Literature DB >> 28538092

Discriminating Residue Substitutions in a Single Protein Molecule Using a Sub-nanopore.

Zhuxin Dong1, Eamonn Kennedy1, Mohammad Hokmabadi1, Gregory Timp1.   

Abstract

It is now possible to create, in a thin inorganic membrane, a single, sub-nanometer-diameter pore (i.e., a sub-nanopore) about the size of an amino acid residue. To explore the prospects for sequencing protein with it, measurements of the force and current were performed as two denatured histones, which differed by four amino acid residue substitutions, were impelled systematically through the sub-nanopore one at a time using an atomic force microscope. The force measurements revealed that once the denatured protein, stabilized by sodium dodecyl sulfate (SDS), translocated through the sub-nanopore, a disproportionately large force was required to pull it back. This was interpreted to mean that the SDS was cleaved from the protein during the translocation. The force measurements also exposed a dichotomy in the translocation kinetics: either the molecule slid nearly frictionlessly through the pore or it slipped-and-stuck. When it slid frictionlessly, regardless of whether the molecule was pulled N-terminus or C-terminus first through the pore, regular patterns were observed intermittently in the force and blockade current fluctuations that corresponded to the distance between stretched residues. Furthermore, the amplitude of the fluctuations in the current blockade were correlated with the occluded volume associated with the amino acid residues in the pore. Finally, a comparison of the patterns in the current fluctuations associated with the two practically identical histones supported the conclusion that a sub-nanopore was sensitive enough to discriminate amino acid substitutions in the sequence of a single protein molecule by measuring volumes of 0.1 nm3 per read.

PROBLEM TO WORK ON:
Answer these questions from the sub-nanopore abstract:
1. By how many amino acid residue substitutions did the two denatured histones differ?
2. What instrument was used to impel the histones through the sub-nanopore?
3. What volume per read does the final sentence give for the measurements?

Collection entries

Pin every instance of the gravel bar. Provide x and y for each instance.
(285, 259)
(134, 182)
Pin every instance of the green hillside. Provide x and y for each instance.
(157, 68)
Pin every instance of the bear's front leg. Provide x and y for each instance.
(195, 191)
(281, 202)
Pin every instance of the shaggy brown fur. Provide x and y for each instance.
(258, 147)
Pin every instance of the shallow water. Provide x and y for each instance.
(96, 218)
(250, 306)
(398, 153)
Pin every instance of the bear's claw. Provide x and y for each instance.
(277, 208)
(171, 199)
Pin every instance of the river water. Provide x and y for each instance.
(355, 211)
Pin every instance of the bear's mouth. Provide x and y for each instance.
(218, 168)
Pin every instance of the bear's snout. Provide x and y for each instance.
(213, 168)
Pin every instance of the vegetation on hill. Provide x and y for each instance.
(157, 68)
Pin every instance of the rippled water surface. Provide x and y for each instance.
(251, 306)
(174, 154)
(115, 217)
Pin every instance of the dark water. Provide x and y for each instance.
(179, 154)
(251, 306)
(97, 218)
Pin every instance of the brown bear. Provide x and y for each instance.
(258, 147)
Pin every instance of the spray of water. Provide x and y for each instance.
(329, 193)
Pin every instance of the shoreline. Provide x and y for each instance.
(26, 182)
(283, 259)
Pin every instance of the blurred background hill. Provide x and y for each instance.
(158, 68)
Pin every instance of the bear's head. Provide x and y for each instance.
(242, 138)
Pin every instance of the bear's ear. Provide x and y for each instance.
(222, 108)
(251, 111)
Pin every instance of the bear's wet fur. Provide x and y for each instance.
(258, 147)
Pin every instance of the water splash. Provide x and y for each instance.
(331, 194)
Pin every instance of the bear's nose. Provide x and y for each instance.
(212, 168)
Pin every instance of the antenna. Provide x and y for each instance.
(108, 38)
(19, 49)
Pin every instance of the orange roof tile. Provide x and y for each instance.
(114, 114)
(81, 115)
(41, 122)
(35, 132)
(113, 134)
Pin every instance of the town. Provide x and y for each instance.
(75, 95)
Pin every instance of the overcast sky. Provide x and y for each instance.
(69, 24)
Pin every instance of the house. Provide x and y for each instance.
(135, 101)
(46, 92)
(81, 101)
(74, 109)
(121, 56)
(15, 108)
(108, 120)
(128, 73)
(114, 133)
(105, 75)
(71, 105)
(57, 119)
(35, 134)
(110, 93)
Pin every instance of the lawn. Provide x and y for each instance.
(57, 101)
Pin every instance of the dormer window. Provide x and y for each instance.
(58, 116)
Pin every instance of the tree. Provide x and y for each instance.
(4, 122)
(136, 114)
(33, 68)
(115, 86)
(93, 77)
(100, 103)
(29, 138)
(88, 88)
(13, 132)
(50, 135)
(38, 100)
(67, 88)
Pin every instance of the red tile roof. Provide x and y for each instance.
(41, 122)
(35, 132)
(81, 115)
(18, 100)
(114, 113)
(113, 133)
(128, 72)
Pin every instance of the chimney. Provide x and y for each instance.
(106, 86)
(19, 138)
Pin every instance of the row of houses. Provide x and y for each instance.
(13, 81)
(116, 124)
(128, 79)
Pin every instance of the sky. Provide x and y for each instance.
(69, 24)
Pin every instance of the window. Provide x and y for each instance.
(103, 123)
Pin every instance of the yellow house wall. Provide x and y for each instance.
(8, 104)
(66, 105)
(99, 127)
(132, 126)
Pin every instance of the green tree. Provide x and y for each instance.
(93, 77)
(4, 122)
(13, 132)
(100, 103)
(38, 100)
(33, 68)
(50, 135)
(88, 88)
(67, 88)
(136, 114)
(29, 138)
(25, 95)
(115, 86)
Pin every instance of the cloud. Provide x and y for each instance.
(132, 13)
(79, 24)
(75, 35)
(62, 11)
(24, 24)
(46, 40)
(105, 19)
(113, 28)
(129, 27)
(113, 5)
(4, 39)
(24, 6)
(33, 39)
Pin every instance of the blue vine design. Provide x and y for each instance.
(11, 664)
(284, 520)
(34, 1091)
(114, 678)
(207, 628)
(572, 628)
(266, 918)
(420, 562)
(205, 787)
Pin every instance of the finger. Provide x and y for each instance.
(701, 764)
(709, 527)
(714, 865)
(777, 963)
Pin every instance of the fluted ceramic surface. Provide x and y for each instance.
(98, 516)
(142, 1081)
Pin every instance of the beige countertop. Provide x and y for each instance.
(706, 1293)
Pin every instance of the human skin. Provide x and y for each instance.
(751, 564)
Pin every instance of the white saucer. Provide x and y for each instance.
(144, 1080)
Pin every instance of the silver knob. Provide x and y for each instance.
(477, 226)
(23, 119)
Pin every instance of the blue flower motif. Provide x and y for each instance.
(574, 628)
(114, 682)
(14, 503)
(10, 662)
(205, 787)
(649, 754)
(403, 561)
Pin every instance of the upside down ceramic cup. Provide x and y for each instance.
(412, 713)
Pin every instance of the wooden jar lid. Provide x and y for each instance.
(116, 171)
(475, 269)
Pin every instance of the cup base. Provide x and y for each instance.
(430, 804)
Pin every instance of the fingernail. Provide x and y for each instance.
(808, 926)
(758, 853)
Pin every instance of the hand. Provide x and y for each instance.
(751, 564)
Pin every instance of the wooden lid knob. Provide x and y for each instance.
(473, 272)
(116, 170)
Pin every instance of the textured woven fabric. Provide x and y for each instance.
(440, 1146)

COMPLETED TASK:
1. Four.
2. An atomic force microscope.
3. 0.1 nm3.